>> BEGIN DATA TO PROCESS

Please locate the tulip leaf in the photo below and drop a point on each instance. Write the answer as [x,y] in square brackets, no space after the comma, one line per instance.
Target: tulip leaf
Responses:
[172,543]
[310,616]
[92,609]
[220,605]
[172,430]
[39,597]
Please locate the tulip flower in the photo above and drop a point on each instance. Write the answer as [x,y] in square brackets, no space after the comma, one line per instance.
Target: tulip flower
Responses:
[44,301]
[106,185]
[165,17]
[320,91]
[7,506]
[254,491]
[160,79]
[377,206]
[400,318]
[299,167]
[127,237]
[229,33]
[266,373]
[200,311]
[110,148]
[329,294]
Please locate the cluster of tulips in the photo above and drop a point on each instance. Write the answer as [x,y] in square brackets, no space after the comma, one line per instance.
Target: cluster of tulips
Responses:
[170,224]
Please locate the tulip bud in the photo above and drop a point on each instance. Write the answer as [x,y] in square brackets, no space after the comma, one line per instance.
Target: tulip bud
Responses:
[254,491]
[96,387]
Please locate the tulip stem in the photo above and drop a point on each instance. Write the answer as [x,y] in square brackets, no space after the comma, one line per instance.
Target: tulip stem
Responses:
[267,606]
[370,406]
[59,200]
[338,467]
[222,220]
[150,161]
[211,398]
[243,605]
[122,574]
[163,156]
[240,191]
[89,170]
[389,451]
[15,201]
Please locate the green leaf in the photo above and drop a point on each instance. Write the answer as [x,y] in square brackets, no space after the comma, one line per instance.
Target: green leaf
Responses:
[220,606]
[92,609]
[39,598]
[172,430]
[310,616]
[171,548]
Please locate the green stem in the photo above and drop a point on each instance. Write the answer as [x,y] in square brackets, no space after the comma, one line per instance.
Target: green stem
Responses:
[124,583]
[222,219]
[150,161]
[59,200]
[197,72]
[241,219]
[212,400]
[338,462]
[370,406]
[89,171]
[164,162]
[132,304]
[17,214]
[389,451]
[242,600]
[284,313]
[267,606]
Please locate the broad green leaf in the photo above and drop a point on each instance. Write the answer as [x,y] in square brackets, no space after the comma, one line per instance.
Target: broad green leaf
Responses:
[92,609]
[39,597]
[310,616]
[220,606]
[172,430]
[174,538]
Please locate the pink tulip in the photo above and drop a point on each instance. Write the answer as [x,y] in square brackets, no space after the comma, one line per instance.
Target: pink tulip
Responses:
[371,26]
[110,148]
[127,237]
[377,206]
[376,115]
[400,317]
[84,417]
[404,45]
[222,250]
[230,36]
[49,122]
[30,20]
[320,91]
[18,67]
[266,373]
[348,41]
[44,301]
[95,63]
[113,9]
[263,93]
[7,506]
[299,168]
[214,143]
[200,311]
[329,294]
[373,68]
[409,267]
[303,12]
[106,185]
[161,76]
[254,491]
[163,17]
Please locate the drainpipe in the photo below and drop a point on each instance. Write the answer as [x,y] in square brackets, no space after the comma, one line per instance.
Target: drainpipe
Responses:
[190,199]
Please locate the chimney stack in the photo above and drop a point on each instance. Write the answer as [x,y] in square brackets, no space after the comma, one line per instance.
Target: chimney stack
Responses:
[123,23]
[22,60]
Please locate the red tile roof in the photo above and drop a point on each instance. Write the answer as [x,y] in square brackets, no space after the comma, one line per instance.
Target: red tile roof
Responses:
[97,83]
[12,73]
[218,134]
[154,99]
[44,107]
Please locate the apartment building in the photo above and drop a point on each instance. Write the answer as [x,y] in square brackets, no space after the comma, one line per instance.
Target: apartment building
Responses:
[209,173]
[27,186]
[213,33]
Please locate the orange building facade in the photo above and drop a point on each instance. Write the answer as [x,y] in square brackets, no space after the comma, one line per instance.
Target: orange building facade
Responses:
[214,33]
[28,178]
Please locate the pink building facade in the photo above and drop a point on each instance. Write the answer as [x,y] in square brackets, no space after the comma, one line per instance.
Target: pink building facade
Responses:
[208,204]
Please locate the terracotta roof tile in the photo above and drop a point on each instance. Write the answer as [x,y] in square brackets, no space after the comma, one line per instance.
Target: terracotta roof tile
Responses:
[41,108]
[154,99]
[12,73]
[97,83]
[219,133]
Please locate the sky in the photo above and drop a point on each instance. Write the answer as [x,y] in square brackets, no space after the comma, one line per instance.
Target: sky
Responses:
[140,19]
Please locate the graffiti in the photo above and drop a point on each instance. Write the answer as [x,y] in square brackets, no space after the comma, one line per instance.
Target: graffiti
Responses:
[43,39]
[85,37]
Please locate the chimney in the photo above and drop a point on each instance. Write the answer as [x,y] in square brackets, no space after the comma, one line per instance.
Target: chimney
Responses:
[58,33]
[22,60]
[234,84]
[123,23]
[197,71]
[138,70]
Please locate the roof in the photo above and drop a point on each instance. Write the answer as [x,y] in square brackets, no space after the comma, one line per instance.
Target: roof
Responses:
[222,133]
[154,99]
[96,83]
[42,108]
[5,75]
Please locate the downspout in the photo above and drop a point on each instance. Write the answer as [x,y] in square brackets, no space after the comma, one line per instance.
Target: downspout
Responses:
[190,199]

>> END DATA TO PROCESS

● **EXERCISE GOAL**
Please retype the data above line for line, with every character unchanged.

● **SOLUTION TO THE PROBLEM**
Please locate the tulip leaf in the photo below and drop a point on each instance. Write the answer as [x,y] in square brackets, no space after the comma, one line per instance.
Target: tulip leaf
Responses:
[172,543]
[310,616]
[92,609]
[220,605]
[172,430]
[39,597]
Please locate the tulip flower in the photo above and drop a point on each instance. Write the answer as [x,y] in square brackets, no space after the comma, one line per instance.
Target: tulip flower
Responses:
[44,301]
[106,185]
[165,17]
[320,91]
[7,506]
[254,491]
[160,79]
[377,206]
[400,318]
[299,167]
[127,237]
[229,33]
[266,373]
[200,311]
[110,148]
[329,294]
Please locate the cluster of tulips in the photo above and drop a point on each instance. Write the answer as [x,y] in square brackets, no space after the comma, one line per instance.
Target: cluster of tulips
Responses:
[170,224]
Please locate the tulip bud in the photo above and drop a point on each instance. Write the answer as [x,y] in square brackets, no space after the comma, one line per instance.
Target: tulip bud
Responses:
[254,491]
[96,387]
Please locate the tulip stem in the photo above and drop a point on each instance. Write the answer as [x,y] in square brackets, no space after the comma, one line per instance.
Target: tulip stem
Responses:
[267,606]
[370,406]
[59,200]
[338,467]
[222,220]
[150,161]
[211,398]
[243,605]
[122,574]
[163,156]
[240,191]
[89,170]
[389,451]
[15,201]
Please locate the green leaf in the photo above and drop a point on each instance. Write the answer as [x,y] in square brackets, no space after the comma, one line per instance.
Target: green leaf
Responses:
[220,606]
[92,609]
[39,598]
[172,430]
[310,616]
[171,548]
Please locate the green stem in the photo above and drop a point on each instance. Write the answer as [x,y] in square brackets, no space after the comma, one line per instance.
Target: green stem
Responses:
[124,583]
[222,219]
[150,161]
[59,200]
[197,72]
[241,219]
[212,400]
[338,462]
[370,406]
[89,171]
[164,162]
[132,304]
[17,214]
[389,451]
[242,600]
[284,313]
[267,606]
Please locate the broad green leaf in the photo above and drop a point on each instance. Write the answer as [x,y] in square brackets, no space after the comma, one line per instance.
Target: broad green leaf
Responses:
[92,609]
[39,597]
[310,616]
[220,606]
[172,430]
[174,538]
Please locate the pink tulip in the photo above and drop a point on each instance. Write the answer as [x,y] in square brackets, no space after the comma, one line per instance.
Target: pink tulip
Responses:
[371,26]
[110,148]
[127,237]
[377,206]
[376,115]
[400,317]
[84,417]
[404,45]
[222,250]
[230,36]
[49,122]
[30,20]
[320,91]
[18,67]
[266,373]
[348,41]
[44,301]
[95,63]
[113,9]
[263,93]
[7,506]
[299,168]
[214,143]
[200,311]
[329,294]
[373,68]
[409,267]
[303,12]
[106,185]
[161,76]
[254,491]
[163,17]
Please locate the drainpipe in the photo below and drop a point on each instance. Write the answer as [x,y] in square brackets, no space after the comma, one line per instance.
Target: drainpipe
Responses:
[190,199]
Please locate the chimney stack in the photo above and drop a point on each instance. Write the answer as [x,y] in square brackets, no space after the comma, one line per instance.
Target: chimney stack
Responses:
[123,23]
[22,60]
Please locate the red tile roof in the photo above and drop a point on each instance. Write the answer as [x,y] in square brackets, no space after the comma, one line per instance.
Target: red tile roof
Responses:
[97,83]
[12,73]
[218,134]
[154,99]
[44,107]
Please locate the apartment building in the photo above and drop a point on each instance. Write the answer as [x,y] in square brackets, no space after the comma, one line per instance.
Target: apartment building
Responses:
[209,173]
[27,186]
[213,33]
Please locate the orange building facade in the photo above and drop a point on each instance. Write the answer as [x,y] in square brackets, no space after the comma, one line per instance.
Target: orange building facade
Responses:
[214,33]
[28,178]
Please locate the pink building facade in the photo above and drop a point on each instance. Write the answer as [x,y] in square brackets, no space after the comma, one line per instance.
Target: pink building facade
Responses:
[208,204]
Please locate the terracotta roof tile in the photo above and drop a point on each instance. Write the answer as [x,y] in square brackets, no space after the comma, one line per instance.
Target: terracotta roof tile
Responses:
[41,108]
[154,99]
[12,73]
[97,83]
[219,133]
Please locate the sky in the photo above and drop a point on each instance. Write the answer as [x,y] in square brackets, no space after the comma, one line per instance.
Target: sky
Responses:
[140,19]
Please locate the graffiti in the photo above and drop a point on each instance. Write the answer as [x,y] in square brackets, no space after the comma, one line per instance.
Target: graffiti
Responses:
[43,39]
[85,37]
Please locate the chimney in the photo above and drop a point on each instance. Write the answer as [x,y] in square brackets, no space after the comma, one line per instance.
Target: chimney
Responses:
[58,33]
[22,60]
[234,84]
[123,23]
[197,71]
[138,70]
Please locate the roof in the photo above and drop a point on each instance. Write the answer as [x,y] in square brackets, no space after the comma, one line per instance.
Target: roof
Responses:
[222,133]
[154,99]
[96,83]
[42,108]
[5,75]
Please locate the downspout in the photo above and drop a point on each instance. Write the answer as [x,y] in square brackets, no space after the comma, one line per instance.
Target: downspout
Responses:
[190,199]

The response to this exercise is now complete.